Re: Scoping SolrCloud setup

Posted by Walter Underwood <wu...@wunderwood.org>.
That would be my recommendation for a first setup. One Solr instance per host, one shard per collection. We run 5 million document cores with 8 GB of heap for the JVM. We size the RAM so that all the indexes fit in OS filesystem buffers.

Our big cluster is 32 hosts, 21 million documents in four shards. Each host is a 36 processor Amazon instance. Each host has one 8 GB Solr process (Solr 6.6.2, java 8u121, G1 collector). No faceting, but we get very long queries, average length is 25 terms.

wunder
Walter Underwood
wunder@wunderwood.org
http://observer.wunderwood.org/  (my blog)

> On Mar 14, 2018, at 12:50 PM, Scott Prentice <sp...@leximation.com> wrote:
> 
> Erick...
> 
> Thanks. Yes. I think we were just going shard-happy without really understanding the purpose. I think we'll start by keeping things simple .. no shards, fewer replicas, maybe a bit more RAM. Then we can assess the performance and make adjustments as needed.
> 
> Yes, that's the main reason for moving from our current non-cloud Solr setup to SolrCloud .. future flexibility as well as greater stability.

*Exercise prompt:* Extend the SolrCloud setup thread past its final line. The material that follows has no connection to the SolrCloud thread.

*Information shown:*

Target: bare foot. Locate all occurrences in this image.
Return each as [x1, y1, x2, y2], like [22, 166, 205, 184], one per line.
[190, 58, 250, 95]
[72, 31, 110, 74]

*Answer below:*
> 
> Thanks!
> ...scott
> 
> 
> On 3/14/18 11:34 AM, Erick Erickson wrote:
>> Scott:
>> 
>> Eventually you'll hit the limit of your hardware, regardless of VMs.
>> I've seen multiple VMs help a lot when you have really beefy hardware,
>> as in 32 cores, 128G memory and the like. Otherwise it's iffier.
>> 
>> re: sharding or not. As others wrote, sharding is only useful when a
>> single collection grows past the limits of your hardware. Until that
>> point, it's usually a better bet to get better hardware than shard.
>> I've seen 300M docs fit in a single shard. I've also seen 10M strain
>> pretty beefy hardware.. but from what you've said multiple shards are
>> really not something you need to worry about.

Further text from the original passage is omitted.